Start

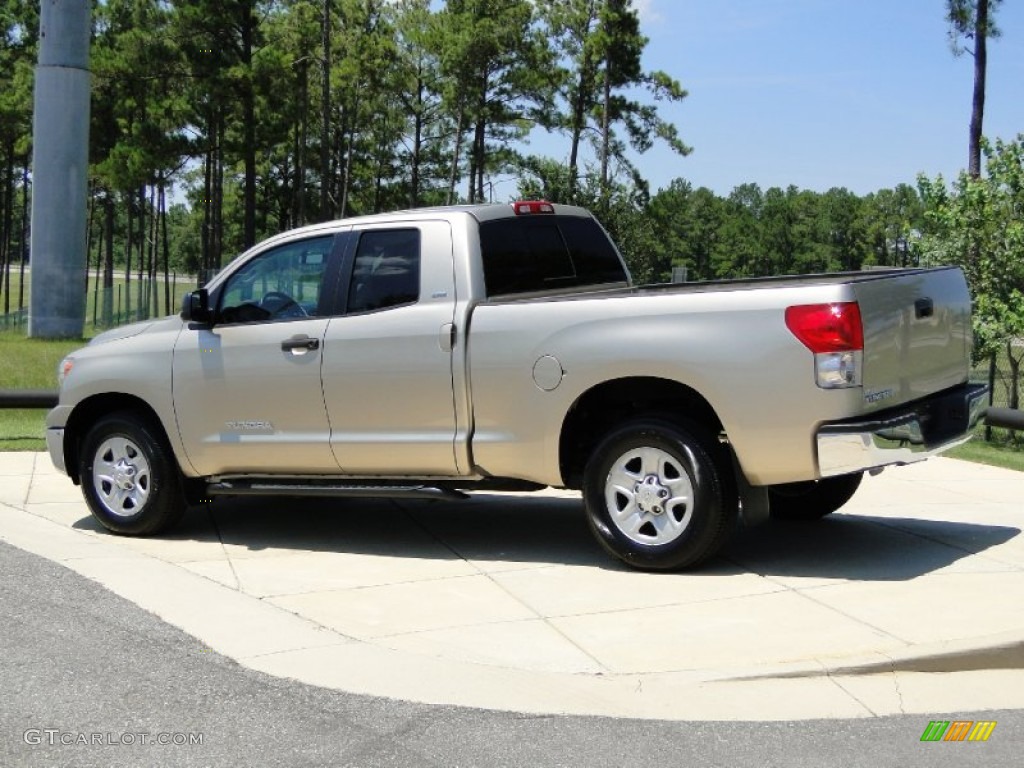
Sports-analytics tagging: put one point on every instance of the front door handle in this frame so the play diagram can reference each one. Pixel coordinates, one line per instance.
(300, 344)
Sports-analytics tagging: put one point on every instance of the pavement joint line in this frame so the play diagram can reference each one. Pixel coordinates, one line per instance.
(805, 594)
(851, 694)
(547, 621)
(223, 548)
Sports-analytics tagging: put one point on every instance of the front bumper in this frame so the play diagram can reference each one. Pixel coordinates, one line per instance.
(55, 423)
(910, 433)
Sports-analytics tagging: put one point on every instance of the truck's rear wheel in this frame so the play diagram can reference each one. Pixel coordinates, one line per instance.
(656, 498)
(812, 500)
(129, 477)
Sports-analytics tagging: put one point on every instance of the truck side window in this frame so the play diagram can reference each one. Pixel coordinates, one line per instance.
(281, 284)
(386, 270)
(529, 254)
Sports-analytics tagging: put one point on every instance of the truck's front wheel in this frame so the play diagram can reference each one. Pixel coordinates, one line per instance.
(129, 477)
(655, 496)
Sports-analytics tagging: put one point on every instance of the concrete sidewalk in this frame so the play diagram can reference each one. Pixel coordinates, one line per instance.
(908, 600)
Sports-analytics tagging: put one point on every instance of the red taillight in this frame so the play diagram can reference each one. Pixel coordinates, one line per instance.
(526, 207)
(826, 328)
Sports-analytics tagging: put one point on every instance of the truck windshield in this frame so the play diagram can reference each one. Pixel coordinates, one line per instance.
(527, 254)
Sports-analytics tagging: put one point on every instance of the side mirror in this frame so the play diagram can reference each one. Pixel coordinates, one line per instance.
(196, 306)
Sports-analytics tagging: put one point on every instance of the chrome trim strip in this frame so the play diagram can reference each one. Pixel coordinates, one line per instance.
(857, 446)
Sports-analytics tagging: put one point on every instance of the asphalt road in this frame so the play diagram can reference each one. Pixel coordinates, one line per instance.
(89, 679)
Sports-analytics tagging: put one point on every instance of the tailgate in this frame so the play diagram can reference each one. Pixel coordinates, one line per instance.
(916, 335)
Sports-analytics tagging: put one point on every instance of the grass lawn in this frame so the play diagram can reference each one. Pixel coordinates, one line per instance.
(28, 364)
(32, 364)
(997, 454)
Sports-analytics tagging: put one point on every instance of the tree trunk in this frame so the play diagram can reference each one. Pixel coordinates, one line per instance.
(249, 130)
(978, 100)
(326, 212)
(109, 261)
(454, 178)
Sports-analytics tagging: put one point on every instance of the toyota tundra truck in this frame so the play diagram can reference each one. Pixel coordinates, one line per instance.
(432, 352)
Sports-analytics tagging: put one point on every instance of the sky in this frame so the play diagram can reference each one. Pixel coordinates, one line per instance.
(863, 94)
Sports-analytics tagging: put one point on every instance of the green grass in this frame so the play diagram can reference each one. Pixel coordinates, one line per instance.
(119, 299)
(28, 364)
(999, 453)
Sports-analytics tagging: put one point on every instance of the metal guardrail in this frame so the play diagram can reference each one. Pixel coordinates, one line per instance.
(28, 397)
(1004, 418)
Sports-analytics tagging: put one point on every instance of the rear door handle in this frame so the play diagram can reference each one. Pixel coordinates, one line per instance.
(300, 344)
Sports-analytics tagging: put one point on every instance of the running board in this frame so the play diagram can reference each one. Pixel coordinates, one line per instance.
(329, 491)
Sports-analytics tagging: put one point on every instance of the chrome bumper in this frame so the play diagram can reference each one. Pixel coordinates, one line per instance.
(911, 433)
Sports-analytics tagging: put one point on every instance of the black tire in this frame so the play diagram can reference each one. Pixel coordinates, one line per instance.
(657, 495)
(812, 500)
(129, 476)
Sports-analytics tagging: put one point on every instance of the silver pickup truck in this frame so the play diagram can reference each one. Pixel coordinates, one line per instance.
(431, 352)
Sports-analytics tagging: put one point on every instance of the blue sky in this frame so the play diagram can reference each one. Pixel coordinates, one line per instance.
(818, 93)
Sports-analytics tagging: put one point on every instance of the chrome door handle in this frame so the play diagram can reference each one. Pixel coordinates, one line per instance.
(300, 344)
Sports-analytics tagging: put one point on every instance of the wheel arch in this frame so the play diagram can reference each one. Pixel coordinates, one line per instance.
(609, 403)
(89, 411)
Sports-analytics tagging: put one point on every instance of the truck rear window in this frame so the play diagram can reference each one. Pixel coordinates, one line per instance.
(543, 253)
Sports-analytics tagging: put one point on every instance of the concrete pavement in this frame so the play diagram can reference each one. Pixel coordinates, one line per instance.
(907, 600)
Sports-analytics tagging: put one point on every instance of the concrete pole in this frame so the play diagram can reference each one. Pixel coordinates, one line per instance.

End
Start

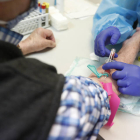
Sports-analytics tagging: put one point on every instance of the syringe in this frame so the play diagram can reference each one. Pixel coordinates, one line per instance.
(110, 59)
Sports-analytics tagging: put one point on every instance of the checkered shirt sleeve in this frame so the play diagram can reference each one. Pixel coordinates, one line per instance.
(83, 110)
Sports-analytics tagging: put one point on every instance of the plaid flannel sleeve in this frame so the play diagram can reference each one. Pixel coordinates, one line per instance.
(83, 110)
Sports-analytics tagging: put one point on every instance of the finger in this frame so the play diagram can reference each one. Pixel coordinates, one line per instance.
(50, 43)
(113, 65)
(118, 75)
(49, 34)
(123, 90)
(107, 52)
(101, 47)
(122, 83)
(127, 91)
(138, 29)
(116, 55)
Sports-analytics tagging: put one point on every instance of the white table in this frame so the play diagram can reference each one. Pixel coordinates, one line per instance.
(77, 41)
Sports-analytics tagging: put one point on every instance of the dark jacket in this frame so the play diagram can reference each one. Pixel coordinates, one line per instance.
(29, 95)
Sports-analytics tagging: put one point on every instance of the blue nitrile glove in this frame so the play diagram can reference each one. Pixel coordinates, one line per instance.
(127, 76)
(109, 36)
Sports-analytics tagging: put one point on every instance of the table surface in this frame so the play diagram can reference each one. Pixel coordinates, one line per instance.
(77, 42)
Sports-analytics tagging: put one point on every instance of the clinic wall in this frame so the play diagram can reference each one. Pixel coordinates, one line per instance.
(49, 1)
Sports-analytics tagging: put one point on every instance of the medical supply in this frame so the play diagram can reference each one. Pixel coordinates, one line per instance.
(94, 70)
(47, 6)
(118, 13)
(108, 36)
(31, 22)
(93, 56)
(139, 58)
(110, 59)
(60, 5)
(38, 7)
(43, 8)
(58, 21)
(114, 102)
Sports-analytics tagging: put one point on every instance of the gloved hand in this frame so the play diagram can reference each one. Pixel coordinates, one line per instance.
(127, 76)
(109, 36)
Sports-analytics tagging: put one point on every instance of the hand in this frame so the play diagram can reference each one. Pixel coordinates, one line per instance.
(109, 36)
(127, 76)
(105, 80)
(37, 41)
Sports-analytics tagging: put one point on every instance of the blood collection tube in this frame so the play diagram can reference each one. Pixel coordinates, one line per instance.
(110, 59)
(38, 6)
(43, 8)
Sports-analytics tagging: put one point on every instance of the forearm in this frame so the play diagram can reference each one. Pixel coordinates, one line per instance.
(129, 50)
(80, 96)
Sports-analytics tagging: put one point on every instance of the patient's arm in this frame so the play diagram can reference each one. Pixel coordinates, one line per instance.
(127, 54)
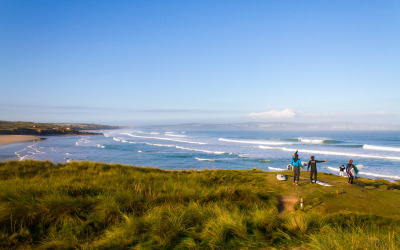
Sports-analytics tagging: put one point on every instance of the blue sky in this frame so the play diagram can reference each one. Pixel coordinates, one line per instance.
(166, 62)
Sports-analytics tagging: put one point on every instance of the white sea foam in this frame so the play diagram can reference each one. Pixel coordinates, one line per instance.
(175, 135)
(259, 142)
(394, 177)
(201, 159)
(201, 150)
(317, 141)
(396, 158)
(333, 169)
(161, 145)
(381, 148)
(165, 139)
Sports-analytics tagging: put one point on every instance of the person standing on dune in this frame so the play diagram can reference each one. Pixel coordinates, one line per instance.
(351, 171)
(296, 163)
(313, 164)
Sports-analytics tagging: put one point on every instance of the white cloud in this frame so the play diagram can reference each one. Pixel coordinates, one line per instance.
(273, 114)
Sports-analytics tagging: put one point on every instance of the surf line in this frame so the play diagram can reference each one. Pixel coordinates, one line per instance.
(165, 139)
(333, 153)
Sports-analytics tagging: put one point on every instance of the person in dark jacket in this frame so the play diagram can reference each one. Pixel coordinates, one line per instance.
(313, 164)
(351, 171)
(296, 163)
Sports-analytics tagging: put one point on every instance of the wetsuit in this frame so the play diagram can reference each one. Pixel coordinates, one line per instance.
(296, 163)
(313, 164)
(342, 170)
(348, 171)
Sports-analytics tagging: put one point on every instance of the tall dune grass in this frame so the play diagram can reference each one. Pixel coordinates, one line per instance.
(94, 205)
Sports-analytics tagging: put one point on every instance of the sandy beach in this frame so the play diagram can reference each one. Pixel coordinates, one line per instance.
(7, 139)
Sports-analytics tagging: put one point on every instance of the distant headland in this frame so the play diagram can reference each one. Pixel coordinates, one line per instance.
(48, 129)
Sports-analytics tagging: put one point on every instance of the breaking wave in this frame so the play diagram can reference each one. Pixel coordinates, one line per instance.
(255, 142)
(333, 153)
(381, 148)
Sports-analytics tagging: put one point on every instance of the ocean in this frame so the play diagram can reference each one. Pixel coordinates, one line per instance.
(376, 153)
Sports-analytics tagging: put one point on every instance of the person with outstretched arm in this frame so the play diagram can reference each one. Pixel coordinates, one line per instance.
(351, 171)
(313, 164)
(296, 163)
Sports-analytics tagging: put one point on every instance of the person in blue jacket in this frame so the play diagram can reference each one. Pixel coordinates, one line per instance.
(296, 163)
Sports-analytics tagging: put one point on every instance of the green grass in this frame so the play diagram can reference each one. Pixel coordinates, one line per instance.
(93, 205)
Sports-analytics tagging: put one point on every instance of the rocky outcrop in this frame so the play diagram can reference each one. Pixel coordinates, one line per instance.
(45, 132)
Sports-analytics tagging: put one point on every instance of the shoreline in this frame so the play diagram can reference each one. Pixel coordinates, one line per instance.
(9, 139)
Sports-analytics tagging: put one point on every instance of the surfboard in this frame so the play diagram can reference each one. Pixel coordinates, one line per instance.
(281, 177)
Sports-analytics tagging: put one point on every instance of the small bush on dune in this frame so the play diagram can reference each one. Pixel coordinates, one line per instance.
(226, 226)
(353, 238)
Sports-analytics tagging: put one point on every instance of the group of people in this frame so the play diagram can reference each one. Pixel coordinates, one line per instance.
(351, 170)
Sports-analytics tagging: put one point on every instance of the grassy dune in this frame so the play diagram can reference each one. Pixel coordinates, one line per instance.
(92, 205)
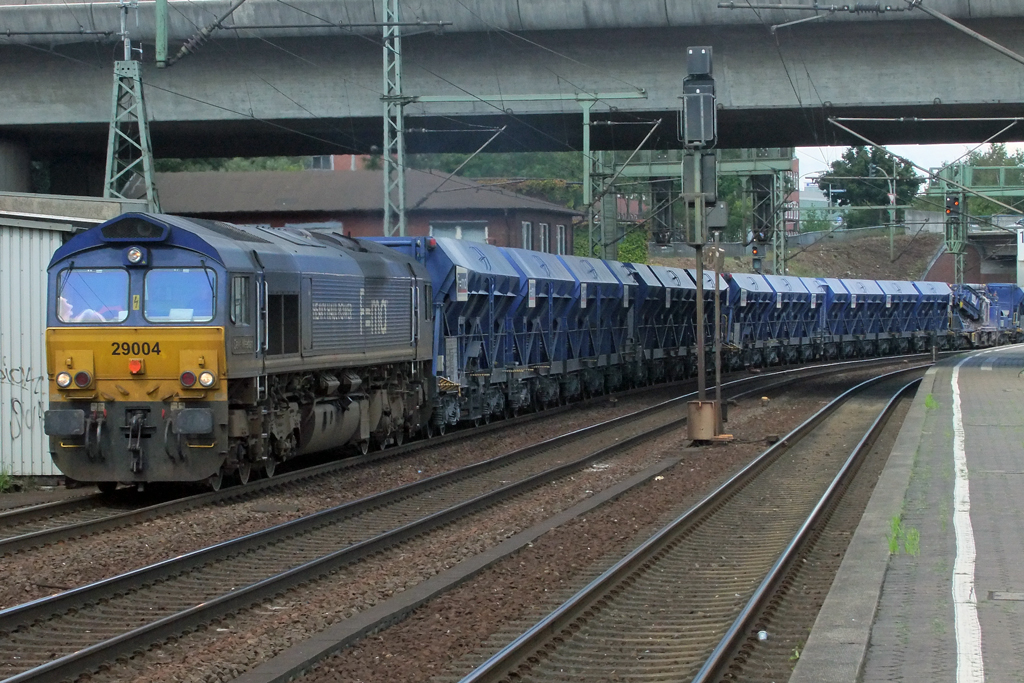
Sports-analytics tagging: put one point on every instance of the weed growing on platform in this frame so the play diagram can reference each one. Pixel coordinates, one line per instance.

End
Start

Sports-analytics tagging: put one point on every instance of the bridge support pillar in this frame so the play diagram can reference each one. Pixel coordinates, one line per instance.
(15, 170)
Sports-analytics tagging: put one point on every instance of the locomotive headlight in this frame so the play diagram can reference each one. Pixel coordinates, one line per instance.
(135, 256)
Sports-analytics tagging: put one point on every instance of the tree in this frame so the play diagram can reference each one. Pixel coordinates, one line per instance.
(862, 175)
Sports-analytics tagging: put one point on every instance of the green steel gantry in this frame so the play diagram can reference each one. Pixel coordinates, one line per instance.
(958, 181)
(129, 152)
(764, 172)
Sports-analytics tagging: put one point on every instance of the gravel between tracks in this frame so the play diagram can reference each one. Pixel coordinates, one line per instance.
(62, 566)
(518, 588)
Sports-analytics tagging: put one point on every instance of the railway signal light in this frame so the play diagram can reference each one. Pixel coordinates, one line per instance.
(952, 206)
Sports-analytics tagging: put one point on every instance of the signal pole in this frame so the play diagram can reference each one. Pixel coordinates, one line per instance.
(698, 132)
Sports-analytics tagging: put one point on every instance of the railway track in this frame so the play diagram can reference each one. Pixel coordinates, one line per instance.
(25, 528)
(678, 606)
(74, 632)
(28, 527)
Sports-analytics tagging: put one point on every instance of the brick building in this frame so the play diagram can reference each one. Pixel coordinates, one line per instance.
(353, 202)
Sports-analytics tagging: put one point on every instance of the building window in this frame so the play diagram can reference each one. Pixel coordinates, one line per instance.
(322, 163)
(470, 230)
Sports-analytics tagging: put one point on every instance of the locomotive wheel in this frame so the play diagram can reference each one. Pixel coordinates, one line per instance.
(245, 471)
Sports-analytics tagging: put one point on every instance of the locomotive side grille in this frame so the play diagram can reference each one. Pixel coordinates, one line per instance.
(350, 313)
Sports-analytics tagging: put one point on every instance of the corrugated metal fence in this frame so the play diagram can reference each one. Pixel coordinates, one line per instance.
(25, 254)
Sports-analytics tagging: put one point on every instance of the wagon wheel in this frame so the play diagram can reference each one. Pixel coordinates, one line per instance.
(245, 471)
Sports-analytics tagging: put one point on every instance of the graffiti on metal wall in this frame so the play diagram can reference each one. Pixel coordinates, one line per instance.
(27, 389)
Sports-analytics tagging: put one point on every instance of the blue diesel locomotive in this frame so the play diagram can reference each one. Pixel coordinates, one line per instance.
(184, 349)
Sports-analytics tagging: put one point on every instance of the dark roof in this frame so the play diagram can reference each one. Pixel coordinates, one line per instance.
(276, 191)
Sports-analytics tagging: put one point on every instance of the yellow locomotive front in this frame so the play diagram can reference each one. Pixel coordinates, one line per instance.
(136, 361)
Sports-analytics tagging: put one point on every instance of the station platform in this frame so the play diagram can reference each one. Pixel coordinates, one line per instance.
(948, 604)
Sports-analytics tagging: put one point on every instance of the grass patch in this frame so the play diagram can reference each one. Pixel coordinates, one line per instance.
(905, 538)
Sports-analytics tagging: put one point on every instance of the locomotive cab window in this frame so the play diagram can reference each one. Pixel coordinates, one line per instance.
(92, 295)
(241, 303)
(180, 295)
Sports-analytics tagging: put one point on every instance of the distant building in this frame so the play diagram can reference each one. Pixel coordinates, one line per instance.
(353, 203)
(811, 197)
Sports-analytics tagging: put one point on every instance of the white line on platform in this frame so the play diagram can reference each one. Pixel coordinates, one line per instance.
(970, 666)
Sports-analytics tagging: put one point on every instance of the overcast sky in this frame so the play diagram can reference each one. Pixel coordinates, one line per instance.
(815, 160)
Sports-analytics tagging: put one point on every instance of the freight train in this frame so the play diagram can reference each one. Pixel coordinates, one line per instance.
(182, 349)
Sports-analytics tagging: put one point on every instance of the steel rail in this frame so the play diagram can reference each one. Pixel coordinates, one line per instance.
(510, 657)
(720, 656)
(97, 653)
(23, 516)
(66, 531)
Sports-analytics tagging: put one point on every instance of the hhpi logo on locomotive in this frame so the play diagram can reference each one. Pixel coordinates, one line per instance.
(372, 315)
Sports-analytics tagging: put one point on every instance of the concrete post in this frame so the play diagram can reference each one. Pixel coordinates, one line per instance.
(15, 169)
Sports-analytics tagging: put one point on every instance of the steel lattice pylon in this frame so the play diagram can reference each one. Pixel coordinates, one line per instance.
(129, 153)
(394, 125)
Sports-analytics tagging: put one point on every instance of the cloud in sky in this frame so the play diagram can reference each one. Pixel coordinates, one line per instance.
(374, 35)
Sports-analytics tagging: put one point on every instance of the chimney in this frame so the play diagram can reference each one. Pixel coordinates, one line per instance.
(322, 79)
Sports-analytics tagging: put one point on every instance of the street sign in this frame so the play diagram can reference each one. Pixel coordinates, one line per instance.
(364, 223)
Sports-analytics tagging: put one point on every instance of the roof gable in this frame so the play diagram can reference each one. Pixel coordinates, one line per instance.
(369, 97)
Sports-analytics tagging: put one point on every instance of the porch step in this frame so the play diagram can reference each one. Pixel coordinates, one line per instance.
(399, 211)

End

• TASK DETAILS: Count the lines in the listing above that contain the word "sleeve". Reply with the number only.

• FINISHED EXERCISE: 2